Todo esto nos lleva a insistir en la cuestión acerca de la actualidad del arte, porqué el arte al igual que el tiempo se ha vuelto real, ha desaparecido en la realidad absoluta de la hiperrealidad. El arte es un máquina de ilusión, una máquina de seducción, si se sitúa en el terreno de la realidad ¿dónde encontraremos el espacio de encantamiento y de ilusión desde el cual rechazar toda esta vorágine de situaciones y pensamientos vacíos en este momento eterno para el cual no hay vuelta atrás?, ya no podemos deshacer lo hecho en este plano del mundo y del tiempo.
«Hoy es para nosotros cuestión de decencia no querer ver todo desnudo, no querer estar metido en todo, no querer entender y saber todo» (Friedrich Nietzsche, La gaya ciencia, 2002:41)

◆ ◆ ◆ ◆ ◆

Reproduce literalmente el pasaje del fragmento sobre el arte y la hiperrealidad que comienza con "Todo esto nos" y continúa hasta "gaya ciencia, 2002:41)".

◆ ◆ ◆ ◆ ◆

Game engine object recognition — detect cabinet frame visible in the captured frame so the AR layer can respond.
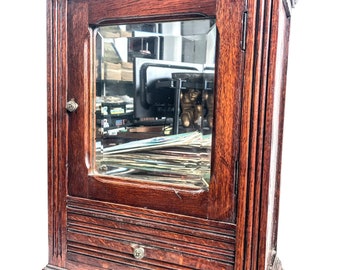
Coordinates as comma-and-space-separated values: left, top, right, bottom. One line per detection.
45, 0, 290, 269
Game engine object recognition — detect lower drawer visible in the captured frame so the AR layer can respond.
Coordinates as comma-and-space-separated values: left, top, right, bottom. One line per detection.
67, 198, 235, 269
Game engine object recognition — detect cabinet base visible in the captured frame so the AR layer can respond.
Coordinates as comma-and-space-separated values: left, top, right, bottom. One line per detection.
269, 256, 283, 270
42, 264, 66, 270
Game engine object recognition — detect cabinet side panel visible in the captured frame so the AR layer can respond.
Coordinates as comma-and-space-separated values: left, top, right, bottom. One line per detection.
47, 0, 67, 269
259, 1, 290, 269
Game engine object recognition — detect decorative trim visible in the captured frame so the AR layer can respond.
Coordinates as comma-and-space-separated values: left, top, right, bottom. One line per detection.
43, 264, 66, 270
282, 0, 296, 18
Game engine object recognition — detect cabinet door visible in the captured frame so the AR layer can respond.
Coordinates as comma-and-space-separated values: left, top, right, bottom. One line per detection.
63, 0, 243, 222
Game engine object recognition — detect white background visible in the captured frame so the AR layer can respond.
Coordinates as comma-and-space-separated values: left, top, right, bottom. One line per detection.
0, 0, 340, 270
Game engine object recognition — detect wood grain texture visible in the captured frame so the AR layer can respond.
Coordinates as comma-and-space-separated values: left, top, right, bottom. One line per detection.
67, 197, 235, 269
45, 0, 290, 270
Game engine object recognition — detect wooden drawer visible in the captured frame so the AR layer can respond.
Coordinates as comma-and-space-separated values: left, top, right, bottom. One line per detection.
67, 197, 235, 269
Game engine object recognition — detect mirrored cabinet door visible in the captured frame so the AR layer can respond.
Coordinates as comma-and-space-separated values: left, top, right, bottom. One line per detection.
44, 0, 295, 270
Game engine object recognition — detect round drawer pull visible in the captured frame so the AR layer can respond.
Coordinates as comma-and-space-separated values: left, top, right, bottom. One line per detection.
133, 247, 145, 260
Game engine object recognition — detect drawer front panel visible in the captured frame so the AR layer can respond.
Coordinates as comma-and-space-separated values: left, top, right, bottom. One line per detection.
67, 197, 235, 269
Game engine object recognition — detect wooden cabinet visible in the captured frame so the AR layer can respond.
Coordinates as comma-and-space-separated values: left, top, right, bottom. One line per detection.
45, 0, 294, 270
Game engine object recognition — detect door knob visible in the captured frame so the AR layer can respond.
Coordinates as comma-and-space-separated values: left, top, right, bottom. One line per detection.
66, 98, 78, 112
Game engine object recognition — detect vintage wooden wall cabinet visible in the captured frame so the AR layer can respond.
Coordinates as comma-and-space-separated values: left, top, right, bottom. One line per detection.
44, 0, 295, 270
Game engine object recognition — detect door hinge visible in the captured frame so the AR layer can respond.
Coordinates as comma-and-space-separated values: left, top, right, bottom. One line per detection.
241, 11, 248, 51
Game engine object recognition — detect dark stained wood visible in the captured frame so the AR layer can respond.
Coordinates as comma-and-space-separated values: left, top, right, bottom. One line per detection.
44, 0, 290, 270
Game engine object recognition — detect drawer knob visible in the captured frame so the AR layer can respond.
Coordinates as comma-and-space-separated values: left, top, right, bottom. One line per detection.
66, 98, 78, 112
133, 247, 145, 260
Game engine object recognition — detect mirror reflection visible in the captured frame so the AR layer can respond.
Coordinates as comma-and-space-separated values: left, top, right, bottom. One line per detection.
94, 19, 216, 189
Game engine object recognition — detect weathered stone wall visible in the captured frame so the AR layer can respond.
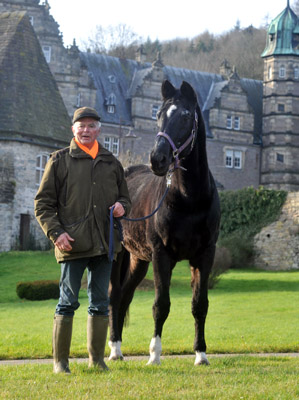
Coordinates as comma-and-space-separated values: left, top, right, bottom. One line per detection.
0, 141, 53, 252
254, 192, 299, 270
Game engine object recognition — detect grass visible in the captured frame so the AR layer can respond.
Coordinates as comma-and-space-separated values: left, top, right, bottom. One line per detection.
0, 356, 299, 400
0, 252, 299, 359
0, 252, 299, 400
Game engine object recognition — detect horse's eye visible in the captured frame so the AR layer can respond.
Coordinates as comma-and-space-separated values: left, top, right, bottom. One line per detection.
182, 110, 191, 118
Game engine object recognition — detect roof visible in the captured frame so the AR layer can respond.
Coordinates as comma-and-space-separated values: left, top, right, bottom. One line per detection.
261, 1, 299, 57
80, 53, 263, 141
0, 11, 72, 147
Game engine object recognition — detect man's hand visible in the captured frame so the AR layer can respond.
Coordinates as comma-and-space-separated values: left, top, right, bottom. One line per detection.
109, 201, 125, 218
54, 232, 75, 251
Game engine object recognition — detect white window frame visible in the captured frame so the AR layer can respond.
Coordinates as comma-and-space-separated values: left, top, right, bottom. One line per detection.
107, 104, 115, 114
226, 115, 233, 129
104, 136, 119, 156
225, 149, 242, 169
35, 153, 49, 186
279, 65, 286, 78
42, 45, 52, 64
234, 117, 240, 131
152, 104, 159, 120
268, 65, 272, 79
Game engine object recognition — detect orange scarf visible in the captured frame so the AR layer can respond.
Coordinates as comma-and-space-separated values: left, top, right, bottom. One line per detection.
74, 139, 99, 159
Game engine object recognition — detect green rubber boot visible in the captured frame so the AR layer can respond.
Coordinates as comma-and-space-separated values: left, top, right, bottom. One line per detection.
87, 315, 109, 370
52, 314, 73, 374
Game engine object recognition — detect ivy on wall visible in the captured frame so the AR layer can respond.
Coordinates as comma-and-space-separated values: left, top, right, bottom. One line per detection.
219, 186, 287, 236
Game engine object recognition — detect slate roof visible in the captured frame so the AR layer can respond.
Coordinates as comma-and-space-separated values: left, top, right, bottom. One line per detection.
0, 11, 72, 147
80, 53, 263, 143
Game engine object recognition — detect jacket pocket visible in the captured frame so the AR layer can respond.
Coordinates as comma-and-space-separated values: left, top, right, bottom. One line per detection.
63, 217, 93, 254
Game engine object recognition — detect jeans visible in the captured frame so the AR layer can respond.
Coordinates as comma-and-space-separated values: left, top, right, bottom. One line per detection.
55, 255, 112, 316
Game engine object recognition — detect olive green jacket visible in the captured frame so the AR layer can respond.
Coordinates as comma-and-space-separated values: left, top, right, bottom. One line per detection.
34, 139, 131, 262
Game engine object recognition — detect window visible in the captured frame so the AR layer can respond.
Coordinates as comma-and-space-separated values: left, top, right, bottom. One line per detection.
76, 93, 81, 108
225, 150, 242, 169
104, 136, 119, 156
234, 117, 240, 131
279, 65, 286, 78
226, 115, 233, 129
107, 105, 115, 114
35, 154, 49, 186
152, 104, 159, 119
278, 104, 284, 112
268, 66, 272, 79
42, 46, 51, 63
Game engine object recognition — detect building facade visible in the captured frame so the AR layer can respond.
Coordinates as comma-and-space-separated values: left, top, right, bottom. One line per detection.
0, 0, 299, 251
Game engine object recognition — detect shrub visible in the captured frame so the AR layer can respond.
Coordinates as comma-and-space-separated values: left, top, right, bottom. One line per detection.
16, 280, 59, 300
218, 186, 287, 268
209, 247, 231, 289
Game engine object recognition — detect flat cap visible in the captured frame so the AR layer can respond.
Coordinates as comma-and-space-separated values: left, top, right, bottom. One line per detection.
73, 107, 101, 124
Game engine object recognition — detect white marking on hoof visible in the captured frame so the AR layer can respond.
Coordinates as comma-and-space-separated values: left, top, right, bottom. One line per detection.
194, 351, 210, 365
108, 340, 124, 360
146, 336, 162, 365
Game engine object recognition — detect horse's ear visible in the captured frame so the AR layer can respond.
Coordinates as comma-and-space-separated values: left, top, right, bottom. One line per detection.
180, 81, 197, 103
161, 79, 176, 100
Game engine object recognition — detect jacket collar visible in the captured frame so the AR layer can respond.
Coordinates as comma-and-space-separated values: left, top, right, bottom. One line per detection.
70, 139, 113, 159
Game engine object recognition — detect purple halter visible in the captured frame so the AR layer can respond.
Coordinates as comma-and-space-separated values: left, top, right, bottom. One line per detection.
157, 111, 198, 170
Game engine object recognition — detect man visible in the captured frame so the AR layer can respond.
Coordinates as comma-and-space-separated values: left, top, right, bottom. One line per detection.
35, 107, 131, 373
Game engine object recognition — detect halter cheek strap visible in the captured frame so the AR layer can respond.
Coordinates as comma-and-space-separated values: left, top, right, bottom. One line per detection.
157, 112, 198, 170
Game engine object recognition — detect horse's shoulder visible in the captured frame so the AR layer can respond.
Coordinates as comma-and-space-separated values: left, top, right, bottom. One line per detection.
125, 164, 151, 178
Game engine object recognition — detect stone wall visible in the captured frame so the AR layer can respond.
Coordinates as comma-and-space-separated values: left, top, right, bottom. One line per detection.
254, 192, 299, 270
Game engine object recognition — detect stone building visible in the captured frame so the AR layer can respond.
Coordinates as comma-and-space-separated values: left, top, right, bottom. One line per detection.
0, 11, 71, 251
0, 0, 299, 251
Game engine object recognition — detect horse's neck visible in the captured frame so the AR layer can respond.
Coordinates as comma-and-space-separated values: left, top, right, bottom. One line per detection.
174, 137, 211, 198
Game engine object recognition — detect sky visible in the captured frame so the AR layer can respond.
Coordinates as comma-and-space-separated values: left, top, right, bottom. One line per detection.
48, 0, 293, 46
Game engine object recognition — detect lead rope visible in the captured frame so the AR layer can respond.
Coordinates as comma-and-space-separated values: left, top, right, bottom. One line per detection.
108, 172, 172, 262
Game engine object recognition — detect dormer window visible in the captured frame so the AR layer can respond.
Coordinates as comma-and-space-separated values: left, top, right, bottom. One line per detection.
279, 65, 286, 78
268, 66, 272, 79
226, 115, 233, 129
108, 75, 116, 83
234, 117, 240, 131
152, 104, 159, 120
105, 93, 116, 114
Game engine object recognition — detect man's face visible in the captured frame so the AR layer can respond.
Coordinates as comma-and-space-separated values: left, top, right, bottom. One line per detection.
72, 117, 100, 149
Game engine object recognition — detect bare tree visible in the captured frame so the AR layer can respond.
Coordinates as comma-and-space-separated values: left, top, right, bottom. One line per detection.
81, 24, 141, 58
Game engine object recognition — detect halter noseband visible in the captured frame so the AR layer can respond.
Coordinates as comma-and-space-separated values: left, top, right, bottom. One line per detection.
157, 111, 198, 170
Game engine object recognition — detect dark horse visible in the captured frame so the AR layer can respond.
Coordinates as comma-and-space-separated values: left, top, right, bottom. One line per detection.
109, 80, 220, 365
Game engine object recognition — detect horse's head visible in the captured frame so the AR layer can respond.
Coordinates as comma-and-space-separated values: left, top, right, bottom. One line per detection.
150, 80, 198, 176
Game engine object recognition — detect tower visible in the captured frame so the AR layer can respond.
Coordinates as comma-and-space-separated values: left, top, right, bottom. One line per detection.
261, 0, 299, 191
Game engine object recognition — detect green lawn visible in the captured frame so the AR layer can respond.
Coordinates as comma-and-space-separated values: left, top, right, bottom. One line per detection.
0, 252, 299, 359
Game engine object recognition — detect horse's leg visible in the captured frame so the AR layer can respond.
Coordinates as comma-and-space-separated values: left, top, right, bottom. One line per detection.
147, 249, 175, 365
109, 248, 130, 360
109, 254, 149, 360
190, 247, 215, 365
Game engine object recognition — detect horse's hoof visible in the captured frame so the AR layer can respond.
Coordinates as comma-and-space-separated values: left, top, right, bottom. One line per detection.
194, 351, 210, 365
108, 341, 124, 361
146, 358, 161, 365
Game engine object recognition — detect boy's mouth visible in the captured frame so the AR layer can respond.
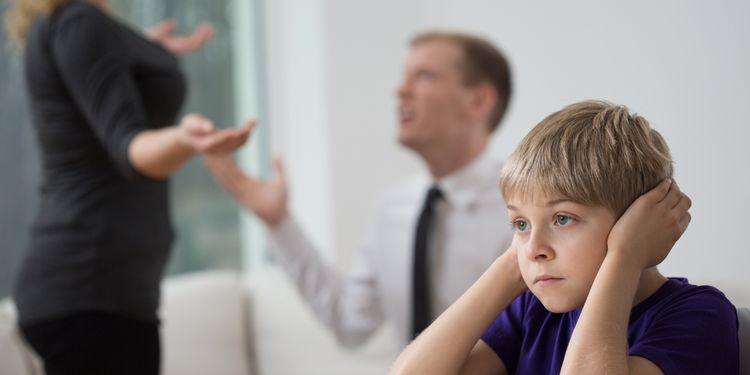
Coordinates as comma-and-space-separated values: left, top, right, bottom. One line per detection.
534, 275, 562, 285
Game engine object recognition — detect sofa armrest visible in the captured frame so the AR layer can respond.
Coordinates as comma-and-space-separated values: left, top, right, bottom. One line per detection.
159, 271, 252, 375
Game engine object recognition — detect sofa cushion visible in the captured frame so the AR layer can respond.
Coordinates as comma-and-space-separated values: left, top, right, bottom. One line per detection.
0, 299, 41, 375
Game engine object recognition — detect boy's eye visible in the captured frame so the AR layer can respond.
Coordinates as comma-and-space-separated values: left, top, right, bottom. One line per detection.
555, 215, 573, 226
513, 220, 529, 232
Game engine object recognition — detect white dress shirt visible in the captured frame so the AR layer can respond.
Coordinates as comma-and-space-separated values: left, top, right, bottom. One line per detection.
269, 153, 513, 346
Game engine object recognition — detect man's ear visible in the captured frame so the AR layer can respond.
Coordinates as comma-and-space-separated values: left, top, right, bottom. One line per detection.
470, 83, 497, 122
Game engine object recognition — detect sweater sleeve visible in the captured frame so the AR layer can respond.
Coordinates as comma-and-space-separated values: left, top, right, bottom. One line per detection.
50, 8, 149, 179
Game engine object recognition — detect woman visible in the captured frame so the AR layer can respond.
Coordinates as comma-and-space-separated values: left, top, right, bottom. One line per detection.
8, 0, 252, 374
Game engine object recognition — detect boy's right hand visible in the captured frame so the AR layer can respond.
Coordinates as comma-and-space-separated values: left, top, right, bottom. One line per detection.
607, 180, 692, 270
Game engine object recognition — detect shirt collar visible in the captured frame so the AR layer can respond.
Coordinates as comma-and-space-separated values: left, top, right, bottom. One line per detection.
433, 151, 500, 213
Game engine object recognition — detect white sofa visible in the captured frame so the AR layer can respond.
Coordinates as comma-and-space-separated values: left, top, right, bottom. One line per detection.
0, 267, 750, 375
0, 267, 397, 375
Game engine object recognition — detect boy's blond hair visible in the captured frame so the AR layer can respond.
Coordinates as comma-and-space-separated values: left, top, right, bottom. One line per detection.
500, 101, 672, 217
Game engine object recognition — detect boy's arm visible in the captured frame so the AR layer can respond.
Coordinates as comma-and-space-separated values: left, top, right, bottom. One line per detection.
561, 181, 691, 374
389, 245, 526, 375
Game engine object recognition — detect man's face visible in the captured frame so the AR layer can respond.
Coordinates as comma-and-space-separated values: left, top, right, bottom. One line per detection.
508, 194, 616, 313
397, 40, 472, 152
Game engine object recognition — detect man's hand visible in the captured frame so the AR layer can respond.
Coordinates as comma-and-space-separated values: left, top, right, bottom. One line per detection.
146, 19, 215, 55
205, 155, 288, 227
178, 113, 255, 155
607, 180, 692, 269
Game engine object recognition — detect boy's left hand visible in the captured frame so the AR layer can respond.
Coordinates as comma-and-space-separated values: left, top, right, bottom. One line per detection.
607, 180, 692, 270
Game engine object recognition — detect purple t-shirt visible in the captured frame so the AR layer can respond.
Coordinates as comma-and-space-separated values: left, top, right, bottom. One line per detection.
482, 278, 739, 375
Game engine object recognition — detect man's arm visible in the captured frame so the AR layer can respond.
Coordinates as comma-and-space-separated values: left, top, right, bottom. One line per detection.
561, 181, 691, 374
389, 246, 526, 375
205, 156, 384, 347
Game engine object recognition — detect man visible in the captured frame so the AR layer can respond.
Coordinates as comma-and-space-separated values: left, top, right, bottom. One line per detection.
207, 32, 512, 346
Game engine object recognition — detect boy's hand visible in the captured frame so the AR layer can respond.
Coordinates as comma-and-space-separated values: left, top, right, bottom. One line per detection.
607, 180, 692, 270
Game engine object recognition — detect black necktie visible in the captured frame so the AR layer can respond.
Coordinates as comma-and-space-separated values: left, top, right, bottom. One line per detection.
412, 186, 443, 338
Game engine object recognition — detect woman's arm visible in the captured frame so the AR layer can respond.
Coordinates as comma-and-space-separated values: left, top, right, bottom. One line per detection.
128, 114, 253, 178
389, 247, 526, 375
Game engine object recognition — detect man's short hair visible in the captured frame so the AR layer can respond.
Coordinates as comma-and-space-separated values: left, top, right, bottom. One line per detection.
500, 101, 672, 217
411, 31, 512, 132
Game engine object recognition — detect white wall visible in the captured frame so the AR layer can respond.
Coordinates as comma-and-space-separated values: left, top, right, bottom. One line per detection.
267, 0, 750, 305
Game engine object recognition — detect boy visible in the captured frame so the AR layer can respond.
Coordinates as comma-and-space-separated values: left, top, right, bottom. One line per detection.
391, 101, 739, 374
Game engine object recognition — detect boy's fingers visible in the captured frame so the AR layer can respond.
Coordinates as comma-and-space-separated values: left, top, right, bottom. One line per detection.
672, 193, 693, 211
678, 212, 692, 235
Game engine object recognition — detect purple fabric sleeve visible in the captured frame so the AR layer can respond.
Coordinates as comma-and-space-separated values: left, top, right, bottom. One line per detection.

◆ ◆ ◆ ◆ ◆

» **Respuesta del ejercicio**
Todo esto nos lleva a insistir en la cuestión acerca de la actualidad del arte, porqué el arte al igual que el tiempo se ha vuelto real, ha desaparecido en la realidad absoluta de la hiperrealidad. El arte es un máquina de ilusión, una máquina de seducción, si se sitúa en el terreno de la realidad ¿dónde encontraremos el espacio de encantamiento y de ilusión desde el cual rechazar toda esta vorágine de situaciones y pensamientos vacíos en este momento eterno para el cual no hay vuelta atrás?, ya no podemos deshacer lo hecho en este plano del mundo y del tiempo.
«Hoy es para nosotros cuestión de decencia no querer ver todo desnudo, no querer estar metido en todo, no querer entender y saber todo» (Friedrich Nietzsche, La gaya ciencia, 2002:41)